Vlak na de eerste wereldoorlog, zo rond december 1918, schreef hij een toneelstuk over de gevaren van het bolsjevisme. Omdat veel van zijn acteurs  niet konden lezen, moest hij de tekst avondenlang voorzeggen, tot de spelers hun dialogen uit het hoofd kenden. Zij hadden hun tekst dus letterlijk van horen zeggen. Ook het publiek uit Essenbeek was in grote mate analfabeet. Naar toneel kijken, was hun enige toegang tot iets als het geschreven woord. Dat is nog maar honderd jaar geleden.

Vandaag, bij mij in het gezelschap, Het nieuwstedelijk, neemt actrice Sara Vertongen nooit haar tekstbrochure mee naar huis. Ze heeft een erg goed auditief geheugen en kent als eerste haar tekst uit het hoofd, door het loutere spreken en luisteren bij de lezingen. Ook zij kent de tekst letterlijk van horen zeggen.

Het zegt iets over de toneelliteratuur. Na 2.500 jaar maakt ze nog steeds deel uit van een orale traditie, waar de literaire kwaliteit van de tekst gedragen wordt door het geheugenwerk en de vertelkracht van de speler. De toneeltekst ligt nog dicht bij de oorsprong van onze literatuur, letterlijk in levenden lijve verhalen vertellen, steeds opnieuw. De toneelliteratuur gaat nog dagelijks over de lippen, maakt nog steeds die overgang tussen orale traditie en schrift, schrijven en spreken, altijd weer, als een fascinerend soort van perpetuum mobile, een lemniscaat, de oneindige herhaling, repetitie, gevangen in het hier en nu.

2. AANWEZIG

Het theater wordt van oudsher de kunst van het hier & nu genoemd. En dan heeft men het vaak over de alertheid van de spelers, in het moment zijn. Of ook bedoelt men het efemere karakter van de voorstelling: als het doek valt, is het voorbij. Voor mij gaat het niet alleen over dat vluchtige karakter. Voor mij gaat het over het aanwezige.

In het theater kan je niet afwezig zijn. Afwezig zijn is een onmogelijkheid, in een fundamentele zin, die raakt aan de essentie van het theater. Als het publiek afwezig blijft, noemen we het geen voorstelling, maar een repetitie.

**Ruwe gegevens**
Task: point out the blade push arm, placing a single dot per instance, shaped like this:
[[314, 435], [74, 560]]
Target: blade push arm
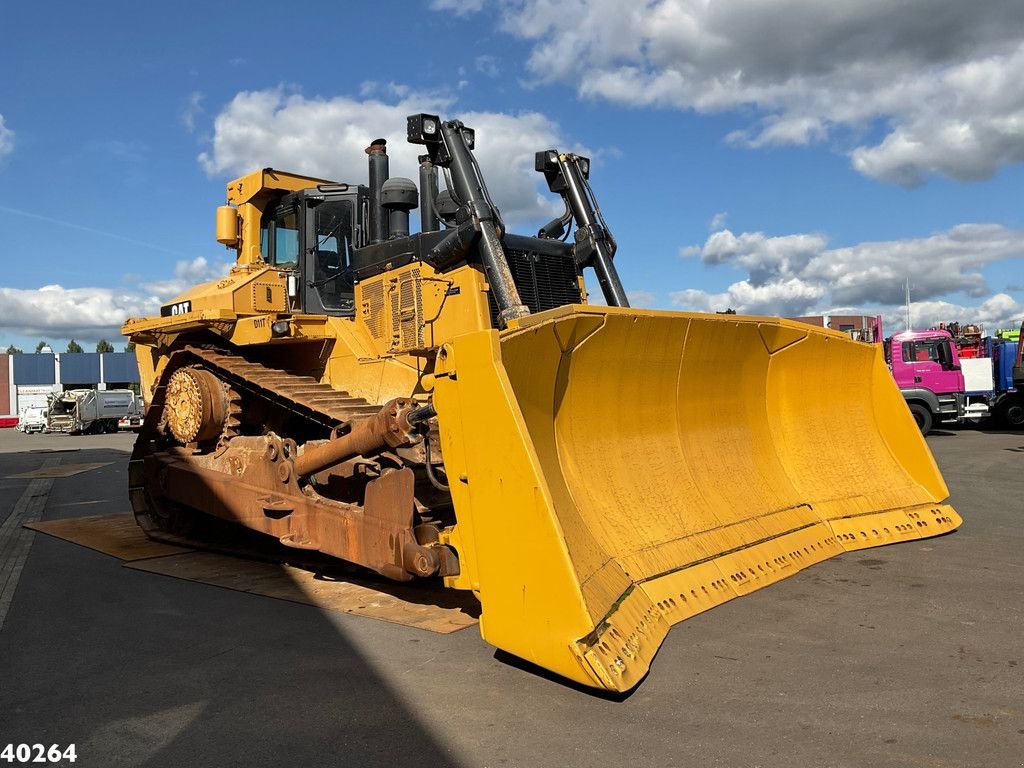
[[566, 175], [450, 145]]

**De opdracht**
Werk een deel van de tekst over toneel bij: begin bij de woorden "Het zegt iets", stop na "hier en nu." en zet daarbij "zeggingskracht" in de plaats van "vertelkracht". De lijst staat los van de tekst over toneel.

**Jouw antwoord**
Het zegt iets over de toneelliteratuur. Na 2.500 jaar maakt ze nog steeds deel uit van een orale traditie, waar de literaire kwaliteit van de tekst gedragen wordt door het geheugenwerk en de zeggingskracht van de speler. De toneeltekst ligt nog dicht bij de oorsprong van onze literatuur, letterlijk in levenden lijve verhalen vertellen, steeds opnieuw. De toneelliteratuur gaat nog dagelijks over de lippen, maakt nog steeds die overgang tussen orale traditie en schrift, schrijven en spreken, altijd weer, als een fascinerend soort van perpetuum mobile, een lemniscaat, de oneindige herhaling, repetitie, gevangen in het hier en nu.